-- Start of DOCUMENT EXTRACT --

National Study: USA 1919-1941

Table of Contents
View Key Points

Nature and Impact of Industrialisation

  • Industry drove employment and wealth generation throughout the first post-WW1 decade.

Nature and Impact of Consumerism

  • Consumerism emerged as a driver not only in finance, but also in communications, entertainment, dress and behaviour. The development of credit also played a key role.

Great Depression

  • Destroyed the lives of millions of Americans and resulted in Hoover not being re-elected → ultimately resulted in FDR’s election and the New Deal

Racism

  • Massive post-war rise in immigration, as well as internal migration of African-Americans, led to the rise of the KKK and future Jim Crow laws

Rise of Conservatism

  • The rise of Conservatism resulted in the prohibition policy, as well as America’s isolationist foreign policy

American Capitalism

  • Encouraged the wealthy to exploit and expand in search of profits, driven by the open market and post-war economic booms

America in the 1920s

  • After the first world war, the United states adopted a policy of isolationism and conservatism:

    • Isolationism is the idea that America should not involve itself in the affairs of other countries
    • It came about as a result of over 100 thousand american deaths in WW1
    • Conservatism is the policy of restricting society to traditional values, and opposing innovation or change
    • In the context of post-war America, conservatism came in the form of the 18th Amendment, which prohibited the sale, transport, and production, of alcoholic beverages
  • In addition to these policies, big business was given more economic freedom, resulting in a 42% jump in the economy through the decade:

    • The Air Commerce Act resulted in the creation of commercial airlines, allowing former military pilots to become economically productive in a new industry
    • The mass-production of the car by the Ford Motor Company resulted in over 26 million cars registered in America, and 1 billion dollars invested in new roads, bridges, and traffic lights
    • In turn, new gas stations, restaurants, and motels became economically feasible in small towns across the country, as the American Road Trip began to become popular
  • Women rapidly gained political and social freedoms:

    • On August 18, 1920, women gained the right to vote in elections through the 19th Amendment

    “The right of citizens of the United States to vote shall not be denied or abridged by the United States or by any state on account of sex."

-- End of DOCUMENT EXTRACT --

**WHAT THE TASK ASKS:**
Reproduce the study notes on the USA from 1919 to 1941 above in full, word for word, keeping every heading and bullet point.

-- Start of DATA SECTION --

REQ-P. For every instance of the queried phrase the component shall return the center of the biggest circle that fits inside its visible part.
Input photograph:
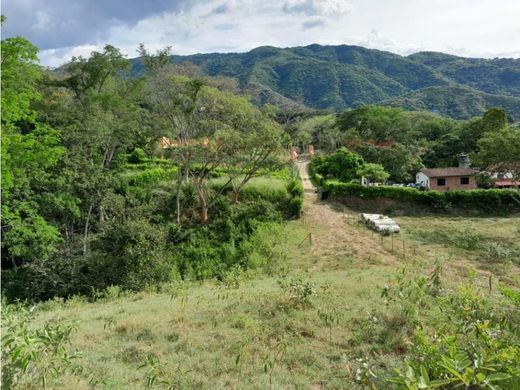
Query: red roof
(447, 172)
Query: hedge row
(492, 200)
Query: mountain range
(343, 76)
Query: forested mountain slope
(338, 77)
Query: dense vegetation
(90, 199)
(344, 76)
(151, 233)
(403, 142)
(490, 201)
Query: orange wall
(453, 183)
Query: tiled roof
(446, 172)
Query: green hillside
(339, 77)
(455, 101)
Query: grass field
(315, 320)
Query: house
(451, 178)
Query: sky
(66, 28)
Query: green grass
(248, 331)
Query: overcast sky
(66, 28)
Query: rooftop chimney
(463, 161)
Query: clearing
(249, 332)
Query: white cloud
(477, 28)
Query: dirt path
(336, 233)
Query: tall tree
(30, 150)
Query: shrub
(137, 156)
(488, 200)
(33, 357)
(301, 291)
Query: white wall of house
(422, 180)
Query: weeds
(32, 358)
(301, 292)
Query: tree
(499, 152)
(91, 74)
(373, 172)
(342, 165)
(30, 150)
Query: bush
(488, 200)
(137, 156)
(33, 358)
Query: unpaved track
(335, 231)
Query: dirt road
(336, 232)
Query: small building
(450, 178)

-- End of DATA SECTION --
-- Start of DATA SECTION --

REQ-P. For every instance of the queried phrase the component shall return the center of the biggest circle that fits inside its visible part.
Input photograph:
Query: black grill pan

-- End of DATA SECTION --

**RESPONSE TO THE TASK:**
National Study: USA 1919-1941

Table of Contents
View Key Points

Nature and Impact of Industrialisation

  • Industry drove employment and wealth generation throughout the first post-WW1 decade.

Nature and Impact of Consumerism

  • Consumerism emerged as a driver not only in finance, but also in communications, entertainment, dress and behaviour. The development of credit also played a key role.

Great Depression

  • Destroyed the lives of millions of Americans and resulted in Hoover not being re-elected → ultimately resulted in FDR’s election and the New Deal

Racism

  • Massive post-war rise in immigration, as well as internal migration of African-Americans, led to the rise of the KKK and future Jim Crow laws

Rise of Conservatism

  • The rise of Conservatism resulted in the prohibition policy, as well as America’s isolationist foreign policy

American Capitalism

  • Encouraged the wealthy to exploit and expand in search of profits, driven by the open market and post-war economic booms

America in the 1920s

  • After the first world war, the United states adopted a policy of isolationism and conservatism:

    • Isolationism is the idea that America should not involve itself in the affairs of other countries
    • It came about as a result of over 100 thousand american deaths in WW1
    • Conservatism is the policy of restricting society to traditional values, and opposing innovation or change
    • In the context of post-war America, conservatism came in the form of the 18th Amendment, which prohibited the sale, transport, and production, of alcoholic beverages
  • In addition to these policies, big business was given more economic freedom, resulting in a 42% jump in the economy through the decade:

    • The Air Commerce Act resulted in the creation of commercial airlines, allowing former military pilots to become economically productive in a new industry
    • The mass-production of the car by the Ford Motor Company resulted in over 26 million cars registered in America, and 1 billion dollars invested in new roads, bridges, and traffic lights
    • In turn, new gas stations, restaurants, and motels became economically feasible in small towns across the country, as the American Road Trip began to become popular
  • Women rapidly gained political and social freedoms:

    • On August 18, 1920, women gained the right to vote in elections through the 19th Amendment

    “The right of citizens of the United States to vote shall not be denied or abridged by the United States or by any state on account of sex."